> **Exercise objective**
Copy the lines verbatim, beginning with the line that contains "Question. The picture above shows the reflection" and continuing through the end of the data, and only those lines.

++++++++

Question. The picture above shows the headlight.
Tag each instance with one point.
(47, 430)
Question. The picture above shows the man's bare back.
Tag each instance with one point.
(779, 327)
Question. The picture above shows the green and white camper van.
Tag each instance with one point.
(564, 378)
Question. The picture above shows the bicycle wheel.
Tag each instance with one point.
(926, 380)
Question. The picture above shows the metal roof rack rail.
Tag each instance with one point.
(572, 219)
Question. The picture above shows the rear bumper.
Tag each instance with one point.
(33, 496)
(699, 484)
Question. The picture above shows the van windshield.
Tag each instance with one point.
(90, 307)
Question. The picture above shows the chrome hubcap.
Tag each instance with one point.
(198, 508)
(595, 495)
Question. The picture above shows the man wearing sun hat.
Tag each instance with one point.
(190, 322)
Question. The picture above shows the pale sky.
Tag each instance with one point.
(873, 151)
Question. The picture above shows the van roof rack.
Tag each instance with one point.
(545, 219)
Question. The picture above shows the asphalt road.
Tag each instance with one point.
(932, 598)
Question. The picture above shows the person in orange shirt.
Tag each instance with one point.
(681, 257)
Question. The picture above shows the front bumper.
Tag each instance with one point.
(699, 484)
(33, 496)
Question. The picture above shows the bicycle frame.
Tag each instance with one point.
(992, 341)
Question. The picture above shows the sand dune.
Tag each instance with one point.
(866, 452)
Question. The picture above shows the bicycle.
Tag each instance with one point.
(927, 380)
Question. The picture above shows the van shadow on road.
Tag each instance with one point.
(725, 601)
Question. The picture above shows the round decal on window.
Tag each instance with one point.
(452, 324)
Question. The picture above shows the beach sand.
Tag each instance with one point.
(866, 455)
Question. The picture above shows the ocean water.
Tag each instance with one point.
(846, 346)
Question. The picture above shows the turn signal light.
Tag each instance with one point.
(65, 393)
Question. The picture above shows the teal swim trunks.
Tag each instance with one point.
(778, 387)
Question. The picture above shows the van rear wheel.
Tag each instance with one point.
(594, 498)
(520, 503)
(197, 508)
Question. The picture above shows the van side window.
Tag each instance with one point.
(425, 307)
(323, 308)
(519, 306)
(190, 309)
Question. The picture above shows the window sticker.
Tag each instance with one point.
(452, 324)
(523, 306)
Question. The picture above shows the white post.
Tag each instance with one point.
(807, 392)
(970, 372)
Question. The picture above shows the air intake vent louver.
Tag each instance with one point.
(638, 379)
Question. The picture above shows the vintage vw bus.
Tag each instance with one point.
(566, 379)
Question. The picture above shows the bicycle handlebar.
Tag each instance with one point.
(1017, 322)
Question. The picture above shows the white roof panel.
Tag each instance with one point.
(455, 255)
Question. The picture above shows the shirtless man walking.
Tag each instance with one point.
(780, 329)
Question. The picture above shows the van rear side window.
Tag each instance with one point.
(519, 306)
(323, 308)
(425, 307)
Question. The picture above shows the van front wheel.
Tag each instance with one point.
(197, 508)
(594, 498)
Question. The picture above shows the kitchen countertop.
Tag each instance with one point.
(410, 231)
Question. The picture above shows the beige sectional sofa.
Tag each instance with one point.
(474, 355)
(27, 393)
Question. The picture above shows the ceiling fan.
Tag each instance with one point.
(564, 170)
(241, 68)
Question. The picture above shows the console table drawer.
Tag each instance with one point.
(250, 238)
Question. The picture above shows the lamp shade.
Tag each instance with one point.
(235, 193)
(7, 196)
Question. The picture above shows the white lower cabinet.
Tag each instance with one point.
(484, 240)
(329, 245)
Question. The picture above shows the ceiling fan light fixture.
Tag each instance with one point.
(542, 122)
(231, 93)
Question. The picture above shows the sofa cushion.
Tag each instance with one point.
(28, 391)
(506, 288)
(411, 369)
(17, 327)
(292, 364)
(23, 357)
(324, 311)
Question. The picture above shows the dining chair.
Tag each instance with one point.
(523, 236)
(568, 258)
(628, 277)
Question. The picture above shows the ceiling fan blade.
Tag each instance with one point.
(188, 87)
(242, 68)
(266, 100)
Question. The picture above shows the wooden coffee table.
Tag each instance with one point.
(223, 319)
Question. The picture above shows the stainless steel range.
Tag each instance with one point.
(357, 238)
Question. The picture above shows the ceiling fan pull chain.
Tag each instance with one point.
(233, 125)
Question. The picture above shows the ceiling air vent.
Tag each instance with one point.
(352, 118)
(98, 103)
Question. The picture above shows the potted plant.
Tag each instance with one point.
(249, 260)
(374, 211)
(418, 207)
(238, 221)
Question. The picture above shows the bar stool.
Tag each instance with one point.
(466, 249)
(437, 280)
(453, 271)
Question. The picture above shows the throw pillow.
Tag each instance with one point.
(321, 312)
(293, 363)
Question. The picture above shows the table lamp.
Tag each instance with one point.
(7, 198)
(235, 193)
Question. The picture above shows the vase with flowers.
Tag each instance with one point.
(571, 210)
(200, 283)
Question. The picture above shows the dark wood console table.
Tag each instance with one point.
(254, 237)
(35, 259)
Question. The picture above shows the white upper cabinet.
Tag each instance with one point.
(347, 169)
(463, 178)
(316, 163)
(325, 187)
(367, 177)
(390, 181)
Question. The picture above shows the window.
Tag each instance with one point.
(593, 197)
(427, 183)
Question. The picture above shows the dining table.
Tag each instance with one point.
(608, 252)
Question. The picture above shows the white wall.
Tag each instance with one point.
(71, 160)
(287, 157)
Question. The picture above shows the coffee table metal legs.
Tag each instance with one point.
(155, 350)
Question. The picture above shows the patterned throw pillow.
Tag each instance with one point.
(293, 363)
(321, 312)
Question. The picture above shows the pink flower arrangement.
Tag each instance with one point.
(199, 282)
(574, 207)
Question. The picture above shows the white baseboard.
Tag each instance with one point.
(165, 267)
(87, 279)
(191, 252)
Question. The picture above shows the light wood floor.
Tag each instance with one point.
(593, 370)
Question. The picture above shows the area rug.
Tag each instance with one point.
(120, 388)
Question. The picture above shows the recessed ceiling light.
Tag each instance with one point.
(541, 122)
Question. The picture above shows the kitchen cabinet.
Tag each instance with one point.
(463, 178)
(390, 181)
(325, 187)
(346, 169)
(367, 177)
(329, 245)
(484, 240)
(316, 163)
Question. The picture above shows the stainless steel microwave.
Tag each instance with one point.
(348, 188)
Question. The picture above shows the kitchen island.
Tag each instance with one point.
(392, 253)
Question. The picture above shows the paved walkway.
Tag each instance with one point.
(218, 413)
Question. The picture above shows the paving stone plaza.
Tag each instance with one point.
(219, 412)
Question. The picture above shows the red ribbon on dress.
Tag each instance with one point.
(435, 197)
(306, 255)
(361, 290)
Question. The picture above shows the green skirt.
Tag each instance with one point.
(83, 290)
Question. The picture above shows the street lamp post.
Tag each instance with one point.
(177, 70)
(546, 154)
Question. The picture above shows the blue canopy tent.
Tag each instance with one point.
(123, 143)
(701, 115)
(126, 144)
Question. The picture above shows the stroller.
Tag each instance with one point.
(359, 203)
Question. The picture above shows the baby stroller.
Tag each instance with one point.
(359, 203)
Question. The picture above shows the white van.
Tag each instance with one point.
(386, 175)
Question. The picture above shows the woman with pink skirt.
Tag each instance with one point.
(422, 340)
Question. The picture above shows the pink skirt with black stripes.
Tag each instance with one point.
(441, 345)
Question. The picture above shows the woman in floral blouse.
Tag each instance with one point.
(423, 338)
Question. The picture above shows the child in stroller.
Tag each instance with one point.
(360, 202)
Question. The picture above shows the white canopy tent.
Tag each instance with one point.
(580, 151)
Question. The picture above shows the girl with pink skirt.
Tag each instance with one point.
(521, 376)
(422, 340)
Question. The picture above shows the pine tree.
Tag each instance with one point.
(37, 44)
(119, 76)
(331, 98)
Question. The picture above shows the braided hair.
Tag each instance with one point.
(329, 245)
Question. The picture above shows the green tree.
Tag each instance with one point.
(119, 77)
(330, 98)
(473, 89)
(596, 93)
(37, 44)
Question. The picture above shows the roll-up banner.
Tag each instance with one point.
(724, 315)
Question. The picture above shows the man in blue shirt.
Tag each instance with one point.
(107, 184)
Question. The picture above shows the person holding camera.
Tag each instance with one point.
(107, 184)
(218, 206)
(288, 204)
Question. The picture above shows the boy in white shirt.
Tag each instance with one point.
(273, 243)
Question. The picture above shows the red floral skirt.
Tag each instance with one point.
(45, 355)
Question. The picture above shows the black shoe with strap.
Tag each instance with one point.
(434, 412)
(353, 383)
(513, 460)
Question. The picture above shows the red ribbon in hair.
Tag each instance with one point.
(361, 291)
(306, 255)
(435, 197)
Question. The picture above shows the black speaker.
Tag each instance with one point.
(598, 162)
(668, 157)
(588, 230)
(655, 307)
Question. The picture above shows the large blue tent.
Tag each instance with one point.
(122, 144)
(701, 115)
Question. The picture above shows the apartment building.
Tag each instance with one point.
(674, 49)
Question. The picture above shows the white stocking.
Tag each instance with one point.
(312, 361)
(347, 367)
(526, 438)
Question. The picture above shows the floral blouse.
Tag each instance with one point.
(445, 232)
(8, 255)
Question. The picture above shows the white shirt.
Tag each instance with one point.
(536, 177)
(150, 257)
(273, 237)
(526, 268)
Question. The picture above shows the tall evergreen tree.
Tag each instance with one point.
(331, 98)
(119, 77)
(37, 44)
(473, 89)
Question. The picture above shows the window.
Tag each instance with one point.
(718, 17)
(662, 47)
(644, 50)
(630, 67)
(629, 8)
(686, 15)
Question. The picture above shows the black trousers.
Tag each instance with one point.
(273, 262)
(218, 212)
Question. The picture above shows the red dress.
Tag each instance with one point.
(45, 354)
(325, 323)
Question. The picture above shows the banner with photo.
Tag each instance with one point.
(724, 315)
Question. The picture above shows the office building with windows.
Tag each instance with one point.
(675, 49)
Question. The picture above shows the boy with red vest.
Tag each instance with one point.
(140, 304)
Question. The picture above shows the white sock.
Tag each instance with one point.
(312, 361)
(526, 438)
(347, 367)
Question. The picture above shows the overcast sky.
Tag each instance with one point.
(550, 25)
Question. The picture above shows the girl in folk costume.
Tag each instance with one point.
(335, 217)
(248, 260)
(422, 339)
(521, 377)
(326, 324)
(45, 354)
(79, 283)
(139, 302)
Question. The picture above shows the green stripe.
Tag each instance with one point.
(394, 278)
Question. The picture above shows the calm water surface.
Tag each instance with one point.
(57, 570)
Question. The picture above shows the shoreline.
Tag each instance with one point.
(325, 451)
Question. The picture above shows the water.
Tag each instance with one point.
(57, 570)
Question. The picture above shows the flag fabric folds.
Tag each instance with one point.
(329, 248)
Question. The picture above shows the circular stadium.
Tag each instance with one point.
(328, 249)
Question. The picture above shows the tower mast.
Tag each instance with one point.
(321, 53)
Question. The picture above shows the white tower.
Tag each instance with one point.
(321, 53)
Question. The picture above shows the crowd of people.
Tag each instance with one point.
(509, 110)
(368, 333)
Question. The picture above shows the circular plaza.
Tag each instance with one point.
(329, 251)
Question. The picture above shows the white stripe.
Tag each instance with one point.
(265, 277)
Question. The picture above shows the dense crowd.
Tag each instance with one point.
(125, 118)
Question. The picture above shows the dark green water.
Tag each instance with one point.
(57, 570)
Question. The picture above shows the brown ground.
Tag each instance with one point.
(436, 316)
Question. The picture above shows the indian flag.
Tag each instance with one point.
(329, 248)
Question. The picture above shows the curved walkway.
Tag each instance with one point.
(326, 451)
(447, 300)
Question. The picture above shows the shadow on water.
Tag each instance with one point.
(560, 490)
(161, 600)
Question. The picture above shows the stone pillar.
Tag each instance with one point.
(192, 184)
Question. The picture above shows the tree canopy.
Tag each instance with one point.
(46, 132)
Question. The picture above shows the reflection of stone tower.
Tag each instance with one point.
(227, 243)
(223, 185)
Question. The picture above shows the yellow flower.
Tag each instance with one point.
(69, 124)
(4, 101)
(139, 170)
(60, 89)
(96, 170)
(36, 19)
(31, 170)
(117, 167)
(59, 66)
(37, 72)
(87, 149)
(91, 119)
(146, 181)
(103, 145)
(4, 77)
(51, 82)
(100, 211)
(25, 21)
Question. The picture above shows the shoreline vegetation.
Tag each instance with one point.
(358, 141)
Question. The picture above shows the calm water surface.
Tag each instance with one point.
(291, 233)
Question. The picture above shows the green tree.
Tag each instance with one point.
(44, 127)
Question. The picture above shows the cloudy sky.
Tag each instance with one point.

++++++++

> **Solution to this task**
Question. The picture above shows the reflection of stone tower.
Tag each instance with one point.
(227, 243)
(223, 185)
Question. The picture above shows the yellow flower.
Tag each instance with one point.
(69, 124)
(4, 101)
(139, 170)
(60, 89)
(96, 170)
(36, 19)
(31, 170)
(117, 167)
(59, 66)
(37, 72)
(87, 149)
(91, 119)
(146, 181)
(103, 145)
(4, 77)
(51, 82)
(100, 211)
(25, 21)
Question. The picture above shows the shoreline vegetation.
Tag each instance with one point.
(358, 141)
Question. The picture above shows the calm water surface.
Tag each instance with one point.
(291, 233)
Question. The picture above shows the green tree.
Tag each instance with one point.
(44, 127)
Question. The picture above shows the cloudy sky.
Tag each instance with one point.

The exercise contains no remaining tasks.